#### SOURCE DOCUMENT
The conversation involving Dr. Condic, Dr. Giesting and Schmitt turned to the complexities of the nation’s debate about abortion. That debate engages a mix of biological facts (which may or may not be probed in the full context of updated knowledge), personal experiences, and deeply held principles, positions, and emotions including authentic sympathy for the circumstances in which pregnant women find themselves. Although providing scientific insights is a crucial advancement of the debate because people deserve to have comprehensive information, the laying out of certain biological facts alone will not necessarily change minds, Condic said.
In many cases, much of the public presentation of the abortion controversy dividing people is manufactured, but there is room for honest discussion on particular grounds. We each can play a part in adding to human understandings in this controversy. People evolve their judgments on the wide scope of the debate incrementally over time.
But the search for a full overview is complicated; indeed, Dr. Condic referred to difficulties she and her brother Samuel Condic encountered (different vocabularies, etc.) in compiling their book Human Embryos, Human Beings. The book aims to bring together philosophical and biological insights about human life at its beginning. In short, the abortion debate requires us to spend more time in listening to each other, asking questions, probing the basis of people’s stances, and less time in simply lecturing, she said.
Paul talked about his experience with identical twins in his family. Twinning is a complex arena for understanding “who you are,” raising core questions with biological and philosophical implications. Our discussion around the microphone extended to research on the topics of compaction and chimeras. Condic has written a book that delves into the complexities. Untangling Twinning is scheduled for publication this summer.
There are also biological phenomena complicating an understanding of our human nature in sexual terms. There can be complex factors differentiating between one’s genetic sex and one’s hormonal sex, Condic said. A very small segment of the population has genetically compound sexual identities. Intersex disorders can occur in a variety of ways, although in the vast majority of cases questions of a person’s gender identity are not grounded in physical causes, Condic said. Studies in some areas raise questions within the LGBTQ community itself. Among many, endeavors focusing on a “gay gene” that would undergird a statement that “I was born this way” have been diminished by a view that gender identity is fluid or is driven by non-genetic factors.

#### EXTRACTED INFORMATION

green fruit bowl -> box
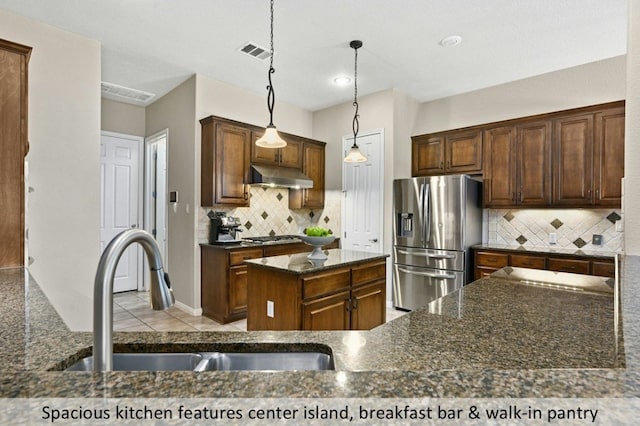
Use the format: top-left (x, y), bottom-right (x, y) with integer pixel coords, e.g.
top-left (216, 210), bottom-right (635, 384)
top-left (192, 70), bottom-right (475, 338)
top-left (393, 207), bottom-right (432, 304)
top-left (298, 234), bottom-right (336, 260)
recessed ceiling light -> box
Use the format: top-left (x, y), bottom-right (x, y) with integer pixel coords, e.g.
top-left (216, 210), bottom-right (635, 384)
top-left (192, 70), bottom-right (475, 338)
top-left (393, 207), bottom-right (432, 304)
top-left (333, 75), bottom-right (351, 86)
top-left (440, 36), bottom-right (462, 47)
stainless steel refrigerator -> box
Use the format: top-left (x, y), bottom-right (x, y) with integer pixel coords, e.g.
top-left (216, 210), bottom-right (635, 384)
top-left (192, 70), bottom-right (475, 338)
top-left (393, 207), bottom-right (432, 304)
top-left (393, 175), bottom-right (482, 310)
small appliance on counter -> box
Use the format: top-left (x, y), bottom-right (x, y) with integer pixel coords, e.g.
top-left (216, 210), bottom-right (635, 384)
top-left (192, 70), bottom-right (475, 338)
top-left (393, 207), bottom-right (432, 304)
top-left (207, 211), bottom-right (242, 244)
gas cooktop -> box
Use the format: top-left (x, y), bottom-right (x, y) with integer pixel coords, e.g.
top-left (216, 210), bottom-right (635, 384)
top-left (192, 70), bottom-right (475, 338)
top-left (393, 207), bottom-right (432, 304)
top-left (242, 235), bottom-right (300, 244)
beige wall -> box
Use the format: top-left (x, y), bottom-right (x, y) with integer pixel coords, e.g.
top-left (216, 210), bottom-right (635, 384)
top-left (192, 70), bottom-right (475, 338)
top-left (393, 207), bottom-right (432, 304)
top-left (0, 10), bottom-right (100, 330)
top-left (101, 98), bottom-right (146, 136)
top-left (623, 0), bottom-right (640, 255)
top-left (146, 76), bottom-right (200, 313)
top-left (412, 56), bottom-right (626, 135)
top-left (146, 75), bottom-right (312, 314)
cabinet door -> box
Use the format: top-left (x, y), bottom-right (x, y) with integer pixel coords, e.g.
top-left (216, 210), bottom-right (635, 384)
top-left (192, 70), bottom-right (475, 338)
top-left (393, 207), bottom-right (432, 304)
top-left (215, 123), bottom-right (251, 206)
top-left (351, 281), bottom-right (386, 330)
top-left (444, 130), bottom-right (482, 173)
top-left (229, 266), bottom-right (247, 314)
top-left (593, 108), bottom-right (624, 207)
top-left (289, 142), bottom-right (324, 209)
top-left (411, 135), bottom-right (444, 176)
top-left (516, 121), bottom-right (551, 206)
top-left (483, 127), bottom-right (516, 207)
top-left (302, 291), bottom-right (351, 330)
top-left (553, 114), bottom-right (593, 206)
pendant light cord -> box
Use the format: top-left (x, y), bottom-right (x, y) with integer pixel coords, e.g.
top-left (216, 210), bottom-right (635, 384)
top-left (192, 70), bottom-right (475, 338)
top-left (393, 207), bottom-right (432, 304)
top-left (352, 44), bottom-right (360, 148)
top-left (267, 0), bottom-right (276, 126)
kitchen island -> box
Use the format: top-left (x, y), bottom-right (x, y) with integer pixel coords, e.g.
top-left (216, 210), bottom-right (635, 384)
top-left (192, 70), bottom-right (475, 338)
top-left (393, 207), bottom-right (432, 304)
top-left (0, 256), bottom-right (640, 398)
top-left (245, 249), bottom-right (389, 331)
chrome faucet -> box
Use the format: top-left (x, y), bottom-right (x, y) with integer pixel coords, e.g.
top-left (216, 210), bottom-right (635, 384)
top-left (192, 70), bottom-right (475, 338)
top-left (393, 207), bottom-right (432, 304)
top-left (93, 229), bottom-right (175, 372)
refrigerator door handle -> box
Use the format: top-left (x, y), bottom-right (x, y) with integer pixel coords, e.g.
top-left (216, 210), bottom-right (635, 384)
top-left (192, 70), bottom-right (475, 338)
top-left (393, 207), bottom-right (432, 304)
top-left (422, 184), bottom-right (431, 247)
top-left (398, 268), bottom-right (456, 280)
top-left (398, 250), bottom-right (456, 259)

#### THINGS TO DO
A. Could you reproduce the conversation summary word for word, from "Paul talked about" to "publication this summer."?
B. According to the conversation summary, what activities does the abortion debate require people to spend more time on?

#### RESULTS
A.
Paul talked about his experience with identical twins in his family. Twinning is a complex arena for understanding “who you are,” raising core questions with biological and philosophical implications. Our discussion around the microphone extended to research on the topics of compaction and chimeras. Condic has written a book that delves into the complexities. Untangling Twinning is scheduled for publication this summer.

B.
- Listening to each other
- Asking questions
- Probing the basis of people's stances